> _Условие задания_:
Ответьте на вопросы по тексту о художнике Афанасии Осипове:
1. Какое его звание, по словам текста, говорит о многом?
2. Сколько лет исполнилось в этом году со дня рождения Афанасия Николаевича?
3. Как зовут его сына, который рассказывает о нем в интервью?

> _Отрывок текста_:
Восхищенный миром
Художника Афанасия Осипова знают в Якутии даже люди, в общем-то, далекие от живописи. Перечисление его почетных званий может занять довольно много строк. Хотя одно звание народного художника СССР говорит о многом. Но за всеми этими званиями и должностями был все-таки человек и человек неординарный. Который, например, занимался йогой и стоял в стойке на голове, будучи уже в довольно преклонном возрасте.
В этом году исполнилось 95 лет со дня рождения Афанасия Николаевича. Его сын Борис Осипов, тоже уже известный художник, в своем интервью рассказывает о том, каким его отец был в жизни, которая во многом осталась за «официальным» кадром, поделился своими воспоминаниями о нем.
— Когда вы поняли, что ваш отец — художник?

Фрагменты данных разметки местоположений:
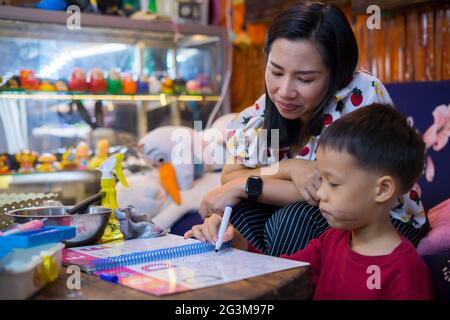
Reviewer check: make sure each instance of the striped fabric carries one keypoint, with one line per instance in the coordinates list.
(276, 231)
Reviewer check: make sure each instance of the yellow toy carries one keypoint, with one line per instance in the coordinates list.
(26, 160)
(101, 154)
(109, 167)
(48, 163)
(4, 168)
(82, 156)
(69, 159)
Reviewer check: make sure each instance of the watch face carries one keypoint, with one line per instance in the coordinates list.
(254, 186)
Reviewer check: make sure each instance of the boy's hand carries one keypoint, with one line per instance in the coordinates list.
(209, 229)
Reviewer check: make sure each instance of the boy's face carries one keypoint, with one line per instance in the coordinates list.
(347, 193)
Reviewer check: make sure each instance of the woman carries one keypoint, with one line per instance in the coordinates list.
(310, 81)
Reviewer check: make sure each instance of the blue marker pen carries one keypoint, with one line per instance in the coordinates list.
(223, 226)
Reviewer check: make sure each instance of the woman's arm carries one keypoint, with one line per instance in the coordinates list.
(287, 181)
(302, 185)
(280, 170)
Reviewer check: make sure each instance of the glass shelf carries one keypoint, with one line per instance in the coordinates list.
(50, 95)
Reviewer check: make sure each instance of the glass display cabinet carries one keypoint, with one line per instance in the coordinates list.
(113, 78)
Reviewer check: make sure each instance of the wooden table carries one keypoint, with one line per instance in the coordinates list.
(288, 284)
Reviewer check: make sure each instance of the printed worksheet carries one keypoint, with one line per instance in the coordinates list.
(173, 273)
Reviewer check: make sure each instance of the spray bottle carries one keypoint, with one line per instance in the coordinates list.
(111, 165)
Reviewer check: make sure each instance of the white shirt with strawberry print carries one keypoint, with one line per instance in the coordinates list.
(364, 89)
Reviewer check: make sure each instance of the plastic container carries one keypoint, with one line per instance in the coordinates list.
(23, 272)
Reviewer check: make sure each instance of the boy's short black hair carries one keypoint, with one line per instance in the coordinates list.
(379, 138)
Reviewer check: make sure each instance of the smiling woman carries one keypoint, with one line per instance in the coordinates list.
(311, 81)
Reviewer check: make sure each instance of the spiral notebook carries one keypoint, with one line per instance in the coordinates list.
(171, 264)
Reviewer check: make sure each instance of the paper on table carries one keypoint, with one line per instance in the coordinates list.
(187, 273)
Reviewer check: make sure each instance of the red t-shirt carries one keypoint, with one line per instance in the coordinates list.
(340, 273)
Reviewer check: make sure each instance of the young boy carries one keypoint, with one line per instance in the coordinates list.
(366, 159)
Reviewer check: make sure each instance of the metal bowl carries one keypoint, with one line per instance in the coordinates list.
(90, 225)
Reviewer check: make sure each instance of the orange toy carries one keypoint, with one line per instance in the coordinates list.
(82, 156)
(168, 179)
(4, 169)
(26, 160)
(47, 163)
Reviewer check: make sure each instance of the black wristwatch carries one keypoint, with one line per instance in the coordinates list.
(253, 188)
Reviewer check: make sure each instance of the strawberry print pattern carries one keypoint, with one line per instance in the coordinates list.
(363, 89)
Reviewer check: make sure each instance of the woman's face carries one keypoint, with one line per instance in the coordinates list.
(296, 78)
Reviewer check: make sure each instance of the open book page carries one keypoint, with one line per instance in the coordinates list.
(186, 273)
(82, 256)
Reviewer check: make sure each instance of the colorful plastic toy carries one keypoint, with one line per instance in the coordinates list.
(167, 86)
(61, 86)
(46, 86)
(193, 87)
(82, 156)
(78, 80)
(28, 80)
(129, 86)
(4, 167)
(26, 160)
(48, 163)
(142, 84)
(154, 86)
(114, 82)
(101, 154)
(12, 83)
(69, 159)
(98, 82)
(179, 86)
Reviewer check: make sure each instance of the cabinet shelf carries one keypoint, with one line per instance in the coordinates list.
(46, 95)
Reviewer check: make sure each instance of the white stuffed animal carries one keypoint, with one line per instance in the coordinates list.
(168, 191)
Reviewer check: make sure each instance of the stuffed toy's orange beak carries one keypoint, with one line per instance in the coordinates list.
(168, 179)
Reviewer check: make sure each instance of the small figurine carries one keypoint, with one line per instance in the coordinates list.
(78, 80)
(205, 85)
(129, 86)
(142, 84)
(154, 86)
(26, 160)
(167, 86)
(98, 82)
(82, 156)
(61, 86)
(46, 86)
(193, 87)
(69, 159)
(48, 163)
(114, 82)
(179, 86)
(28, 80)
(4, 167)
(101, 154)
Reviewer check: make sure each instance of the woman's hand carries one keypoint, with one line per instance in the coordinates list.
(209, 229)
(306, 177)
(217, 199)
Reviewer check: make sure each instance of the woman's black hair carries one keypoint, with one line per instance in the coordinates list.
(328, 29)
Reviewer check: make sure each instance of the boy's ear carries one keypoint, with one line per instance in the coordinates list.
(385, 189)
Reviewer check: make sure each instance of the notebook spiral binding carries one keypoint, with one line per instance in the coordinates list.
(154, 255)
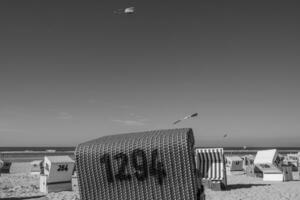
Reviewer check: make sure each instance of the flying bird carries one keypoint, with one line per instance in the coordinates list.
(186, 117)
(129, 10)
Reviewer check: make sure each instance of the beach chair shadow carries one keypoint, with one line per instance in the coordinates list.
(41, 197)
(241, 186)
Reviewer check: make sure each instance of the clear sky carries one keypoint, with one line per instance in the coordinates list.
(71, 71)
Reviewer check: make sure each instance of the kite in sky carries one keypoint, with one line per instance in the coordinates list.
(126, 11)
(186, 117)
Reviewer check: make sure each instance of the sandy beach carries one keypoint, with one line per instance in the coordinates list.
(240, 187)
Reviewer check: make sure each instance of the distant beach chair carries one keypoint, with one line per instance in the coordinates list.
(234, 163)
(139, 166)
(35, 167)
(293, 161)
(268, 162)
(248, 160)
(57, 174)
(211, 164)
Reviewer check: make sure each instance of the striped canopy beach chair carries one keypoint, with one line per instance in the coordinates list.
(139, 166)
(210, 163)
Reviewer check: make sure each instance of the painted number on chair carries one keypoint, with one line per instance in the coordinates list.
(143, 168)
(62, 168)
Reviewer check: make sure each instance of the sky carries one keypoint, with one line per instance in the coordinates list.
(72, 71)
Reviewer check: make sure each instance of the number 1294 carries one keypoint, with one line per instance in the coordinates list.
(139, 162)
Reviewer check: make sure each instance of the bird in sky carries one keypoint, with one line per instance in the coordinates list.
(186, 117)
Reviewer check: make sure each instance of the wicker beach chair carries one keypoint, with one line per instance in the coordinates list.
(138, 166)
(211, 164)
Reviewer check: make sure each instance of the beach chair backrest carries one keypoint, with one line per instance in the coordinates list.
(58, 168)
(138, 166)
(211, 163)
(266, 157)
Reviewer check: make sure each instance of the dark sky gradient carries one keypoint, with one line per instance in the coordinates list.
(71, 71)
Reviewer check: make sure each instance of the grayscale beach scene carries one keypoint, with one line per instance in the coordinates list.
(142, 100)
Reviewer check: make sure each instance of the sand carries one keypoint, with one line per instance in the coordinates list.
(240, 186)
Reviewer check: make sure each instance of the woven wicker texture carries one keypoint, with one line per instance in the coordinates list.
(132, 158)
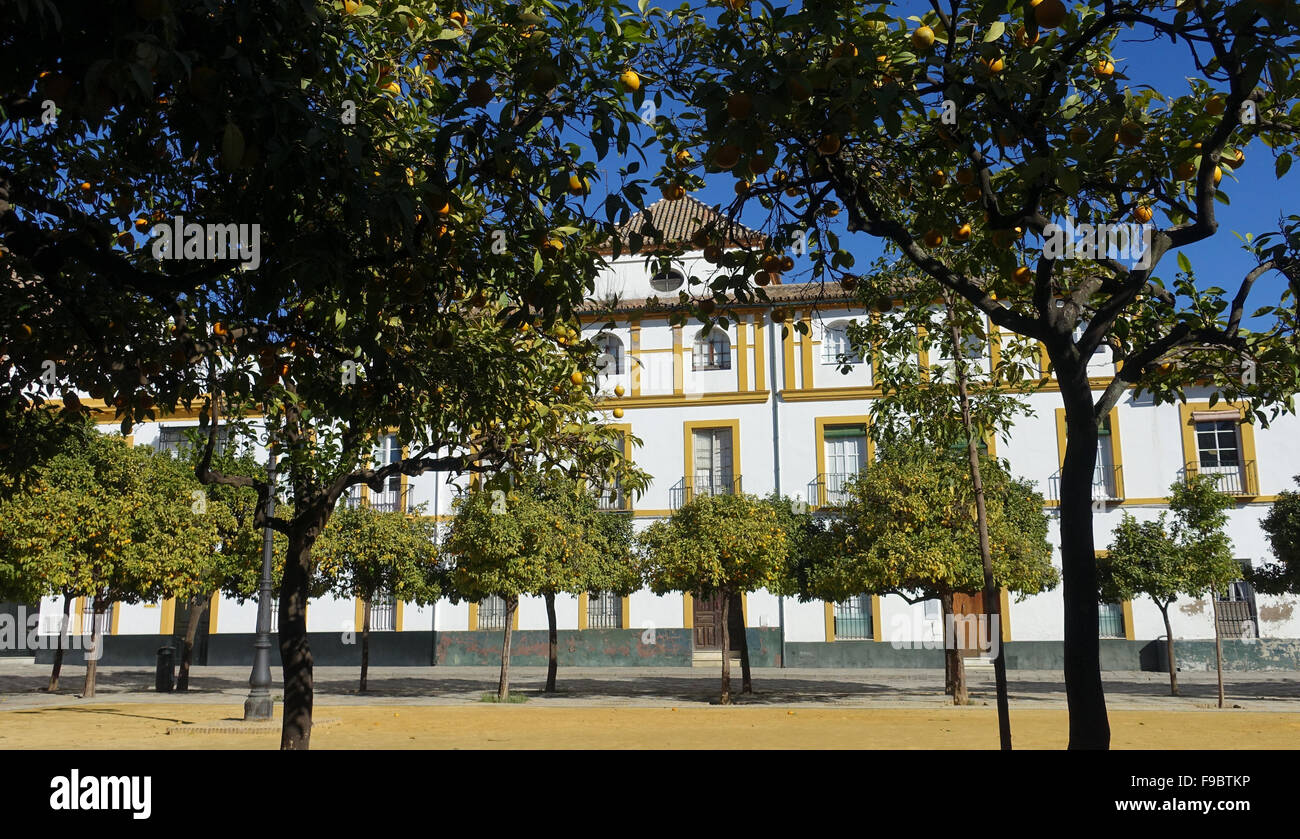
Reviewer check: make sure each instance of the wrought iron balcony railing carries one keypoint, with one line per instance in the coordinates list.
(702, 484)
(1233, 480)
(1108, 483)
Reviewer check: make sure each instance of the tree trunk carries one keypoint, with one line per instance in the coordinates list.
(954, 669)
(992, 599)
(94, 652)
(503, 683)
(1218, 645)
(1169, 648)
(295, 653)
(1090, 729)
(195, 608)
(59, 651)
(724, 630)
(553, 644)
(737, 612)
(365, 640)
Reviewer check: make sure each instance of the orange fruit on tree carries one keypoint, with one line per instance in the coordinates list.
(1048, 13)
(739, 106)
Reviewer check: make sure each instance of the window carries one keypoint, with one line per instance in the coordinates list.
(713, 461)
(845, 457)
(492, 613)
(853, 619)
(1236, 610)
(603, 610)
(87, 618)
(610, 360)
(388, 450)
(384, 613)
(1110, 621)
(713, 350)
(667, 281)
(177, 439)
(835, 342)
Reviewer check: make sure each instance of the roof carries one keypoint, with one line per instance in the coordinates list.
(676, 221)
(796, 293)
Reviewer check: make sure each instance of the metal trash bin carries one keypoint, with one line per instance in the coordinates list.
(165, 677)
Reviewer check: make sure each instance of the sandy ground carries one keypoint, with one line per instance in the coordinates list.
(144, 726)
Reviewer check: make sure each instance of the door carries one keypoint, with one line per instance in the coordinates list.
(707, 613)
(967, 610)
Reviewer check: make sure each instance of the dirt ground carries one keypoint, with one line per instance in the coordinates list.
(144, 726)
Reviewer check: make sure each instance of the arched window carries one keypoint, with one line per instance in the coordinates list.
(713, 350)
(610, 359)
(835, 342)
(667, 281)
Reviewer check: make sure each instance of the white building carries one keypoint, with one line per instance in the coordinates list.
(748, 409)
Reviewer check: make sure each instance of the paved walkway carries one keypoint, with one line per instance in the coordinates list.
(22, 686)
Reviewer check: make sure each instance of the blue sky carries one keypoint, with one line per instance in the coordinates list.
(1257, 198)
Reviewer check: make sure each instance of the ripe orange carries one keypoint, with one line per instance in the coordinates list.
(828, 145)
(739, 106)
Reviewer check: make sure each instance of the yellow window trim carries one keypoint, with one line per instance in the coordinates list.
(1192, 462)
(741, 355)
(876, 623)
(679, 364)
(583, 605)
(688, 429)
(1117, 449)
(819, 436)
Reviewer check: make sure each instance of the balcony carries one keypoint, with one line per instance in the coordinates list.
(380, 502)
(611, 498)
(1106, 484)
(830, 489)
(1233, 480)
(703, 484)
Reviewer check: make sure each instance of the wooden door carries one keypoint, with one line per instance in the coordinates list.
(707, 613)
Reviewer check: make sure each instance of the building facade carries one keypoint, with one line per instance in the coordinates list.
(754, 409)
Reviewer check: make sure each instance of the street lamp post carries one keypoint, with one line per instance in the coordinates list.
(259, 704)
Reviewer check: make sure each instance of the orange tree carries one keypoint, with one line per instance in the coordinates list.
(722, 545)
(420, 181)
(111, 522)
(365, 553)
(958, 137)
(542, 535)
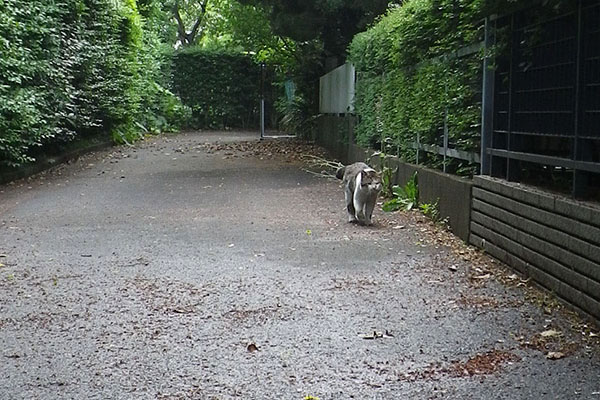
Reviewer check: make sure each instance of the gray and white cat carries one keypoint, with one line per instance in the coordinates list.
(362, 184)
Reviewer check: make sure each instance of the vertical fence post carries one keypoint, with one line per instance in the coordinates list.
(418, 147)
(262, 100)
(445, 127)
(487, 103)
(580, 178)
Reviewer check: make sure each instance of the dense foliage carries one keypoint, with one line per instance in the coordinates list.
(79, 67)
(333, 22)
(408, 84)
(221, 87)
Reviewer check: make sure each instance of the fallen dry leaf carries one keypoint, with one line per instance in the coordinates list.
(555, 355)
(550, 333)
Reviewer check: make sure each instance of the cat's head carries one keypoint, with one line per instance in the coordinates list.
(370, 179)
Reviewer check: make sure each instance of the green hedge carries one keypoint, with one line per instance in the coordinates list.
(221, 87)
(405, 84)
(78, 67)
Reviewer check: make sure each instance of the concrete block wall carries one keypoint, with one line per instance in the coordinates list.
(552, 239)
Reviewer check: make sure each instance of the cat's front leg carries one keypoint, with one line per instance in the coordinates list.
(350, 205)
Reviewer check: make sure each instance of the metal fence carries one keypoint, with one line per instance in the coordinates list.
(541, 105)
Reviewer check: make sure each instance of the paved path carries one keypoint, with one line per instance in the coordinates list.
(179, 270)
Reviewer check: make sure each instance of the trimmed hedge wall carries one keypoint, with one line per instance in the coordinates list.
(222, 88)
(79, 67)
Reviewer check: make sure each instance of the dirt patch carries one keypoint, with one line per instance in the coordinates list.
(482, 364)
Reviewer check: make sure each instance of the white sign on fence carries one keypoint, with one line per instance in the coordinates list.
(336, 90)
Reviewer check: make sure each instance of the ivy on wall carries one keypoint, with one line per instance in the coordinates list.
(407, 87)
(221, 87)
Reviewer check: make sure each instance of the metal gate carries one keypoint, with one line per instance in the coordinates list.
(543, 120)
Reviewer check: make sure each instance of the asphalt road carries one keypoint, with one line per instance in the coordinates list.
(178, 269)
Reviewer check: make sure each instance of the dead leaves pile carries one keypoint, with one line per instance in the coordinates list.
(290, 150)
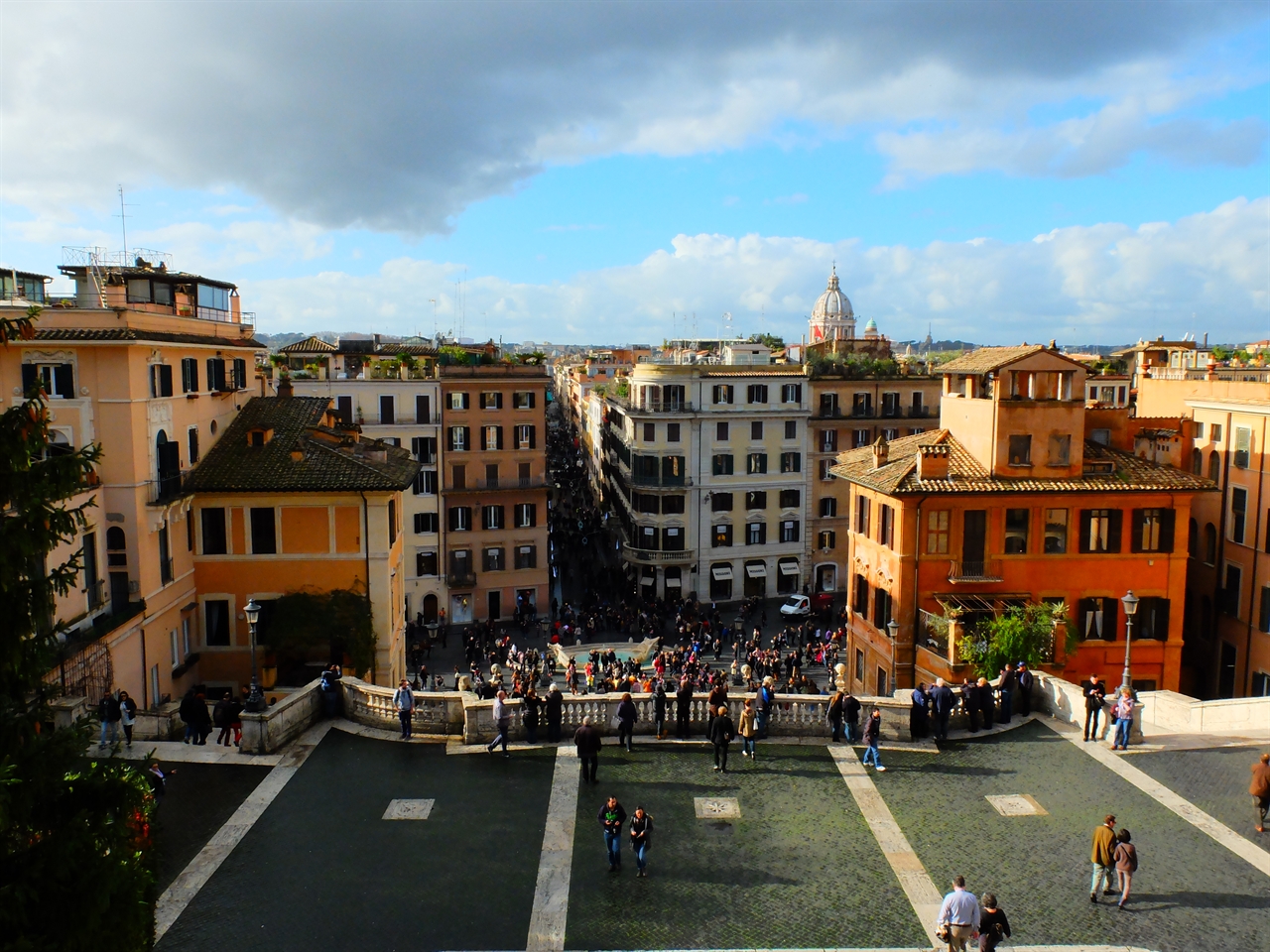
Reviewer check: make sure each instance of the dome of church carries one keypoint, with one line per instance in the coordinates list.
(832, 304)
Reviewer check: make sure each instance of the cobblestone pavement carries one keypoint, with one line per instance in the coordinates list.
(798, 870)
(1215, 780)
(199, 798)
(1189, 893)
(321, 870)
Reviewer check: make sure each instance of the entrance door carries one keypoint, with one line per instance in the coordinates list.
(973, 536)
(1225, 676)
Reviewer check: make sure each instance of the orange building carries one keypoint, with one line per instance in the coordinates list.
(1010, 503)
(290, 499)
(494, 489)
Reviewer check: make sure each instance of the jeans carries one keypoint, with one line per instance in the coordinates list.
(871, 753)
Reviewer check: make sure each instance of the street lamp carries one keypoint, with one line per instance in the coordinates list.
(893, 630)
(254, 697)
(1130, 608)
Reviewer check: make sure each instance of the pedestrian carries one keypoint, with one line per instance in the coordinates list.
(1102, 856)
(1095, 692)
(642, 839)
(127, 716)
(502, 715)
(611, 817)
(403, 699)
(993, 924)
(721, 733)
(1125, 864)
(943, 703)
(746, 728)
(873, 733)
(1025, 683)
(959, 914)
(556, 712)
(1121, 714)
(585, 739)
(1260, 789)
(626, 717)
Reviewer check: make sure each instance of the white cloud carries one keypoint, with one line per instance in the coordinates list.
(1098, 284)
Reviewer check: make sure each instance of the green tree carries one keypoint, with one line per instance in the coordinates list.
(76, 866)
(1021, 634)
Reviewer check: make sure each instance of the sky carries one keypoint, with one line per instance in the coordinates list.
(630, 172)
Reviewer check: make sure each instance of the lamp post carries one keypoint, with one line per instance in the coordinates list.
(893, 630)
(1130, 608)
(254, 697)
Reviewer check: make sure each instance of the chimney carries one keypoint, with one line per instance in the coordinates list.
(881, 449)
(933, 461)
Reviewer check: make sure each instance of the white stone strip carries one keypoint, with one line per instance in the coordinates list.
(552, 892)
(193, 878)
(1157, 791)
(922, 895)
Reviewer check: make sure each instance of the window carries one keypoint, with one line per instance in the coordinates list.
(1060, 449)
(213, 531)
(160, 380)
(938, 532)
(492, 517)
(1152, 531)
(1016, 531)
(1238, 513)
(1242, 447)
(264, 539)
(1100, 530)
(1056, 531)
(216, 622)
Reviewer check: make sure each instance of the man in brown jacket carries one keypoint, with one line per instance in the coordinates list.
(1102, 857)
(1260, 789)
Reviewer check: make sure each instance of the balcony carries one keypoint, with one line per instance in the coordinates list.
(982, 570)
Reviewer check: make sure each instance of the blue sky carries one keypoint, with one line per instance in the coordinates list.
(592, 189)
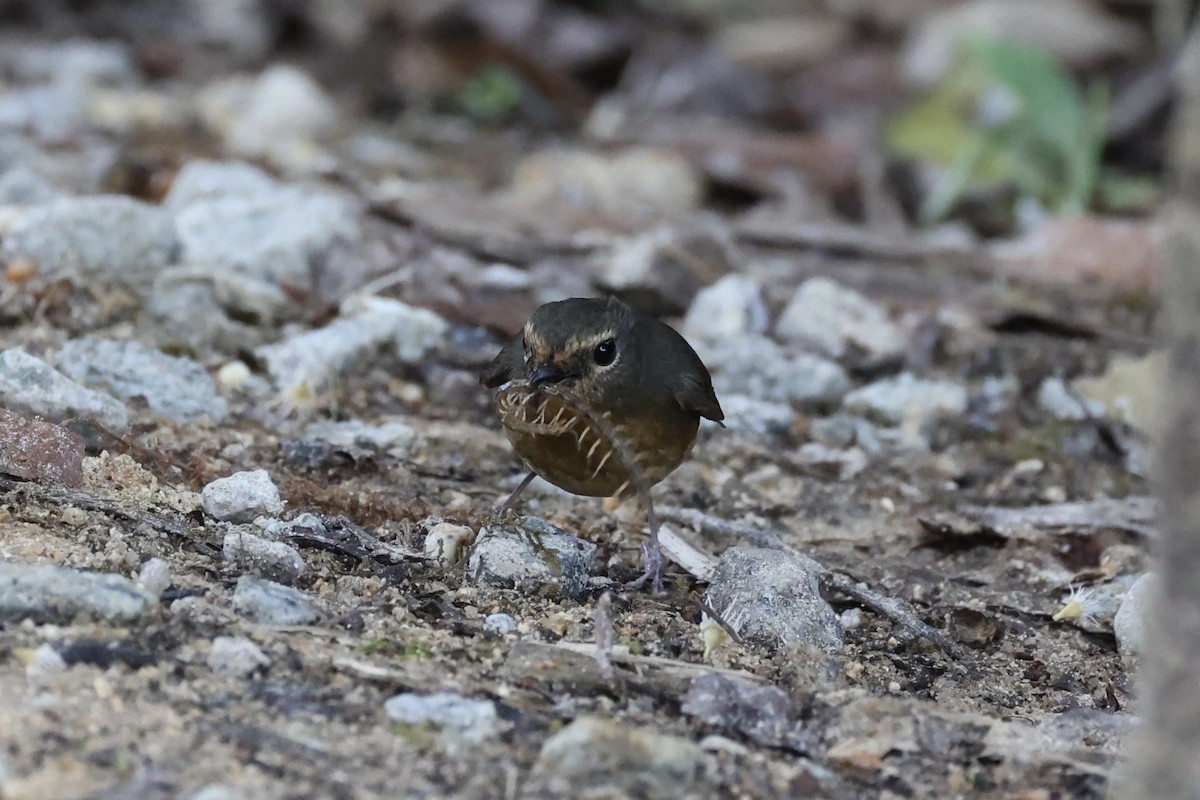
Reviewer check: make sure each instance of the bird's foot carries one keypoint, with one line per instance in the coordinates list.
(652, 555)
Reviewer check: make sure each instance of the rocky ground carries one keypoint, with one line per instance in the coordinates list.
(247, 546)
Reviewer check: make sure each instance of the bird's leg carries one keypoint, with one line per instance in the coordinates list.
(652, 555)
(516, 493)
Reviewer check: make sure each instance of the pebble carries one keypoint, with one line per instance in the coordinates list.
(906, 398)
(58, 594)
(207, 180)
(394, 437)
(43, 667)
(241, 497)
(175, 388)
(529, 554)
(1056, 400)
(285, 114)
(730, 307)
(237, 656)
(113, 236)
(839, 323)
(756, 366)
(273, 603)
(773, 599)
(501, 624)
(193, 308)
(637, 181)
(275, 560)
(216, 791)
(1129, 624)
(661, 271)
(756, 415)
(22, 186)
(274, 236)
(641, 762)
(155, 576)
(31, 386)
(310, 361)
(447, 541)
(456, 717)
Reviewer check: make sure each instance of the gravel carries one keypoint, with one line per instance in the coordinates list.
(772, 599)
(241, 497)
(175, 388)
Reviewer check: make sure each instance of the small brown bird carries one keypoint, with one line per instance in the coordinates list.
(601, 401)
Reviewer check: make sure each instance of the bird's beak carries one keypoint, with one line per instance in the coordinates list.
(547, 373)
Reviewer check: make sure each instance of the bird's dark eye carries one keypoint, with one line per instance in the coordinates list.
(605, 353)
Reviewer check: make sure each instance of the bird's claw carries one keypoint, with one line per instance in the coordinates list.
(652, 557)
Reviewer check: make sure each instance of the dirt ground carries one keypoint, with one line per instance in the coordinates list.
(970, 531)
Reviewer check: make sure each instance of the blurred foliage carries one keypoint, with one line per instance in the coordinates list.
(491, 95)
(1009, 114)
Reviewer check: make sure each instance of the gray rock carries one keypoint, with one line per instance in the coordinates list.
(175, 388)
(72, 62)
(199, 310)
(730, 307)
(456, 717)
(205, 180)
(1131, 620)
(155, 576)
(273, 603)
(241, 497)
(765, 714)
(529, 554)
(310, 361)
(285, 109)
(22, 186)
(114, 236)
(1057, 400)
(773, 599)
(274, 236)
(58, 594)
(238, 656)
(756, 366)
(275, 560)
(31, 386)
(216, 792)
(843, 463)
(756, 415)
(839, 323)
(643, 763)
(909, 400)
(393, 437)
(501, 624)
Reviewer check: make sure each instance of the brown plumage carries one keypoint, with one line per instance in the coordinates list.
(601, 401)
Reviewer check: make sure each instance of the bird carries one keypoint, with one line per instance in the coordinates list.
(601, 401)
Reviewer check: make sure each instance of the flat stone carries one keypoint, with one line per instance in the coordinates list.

> _Решение задания_:
1. Звание народного художника СССР.
2. 95 лет.
3. Борис Осипов.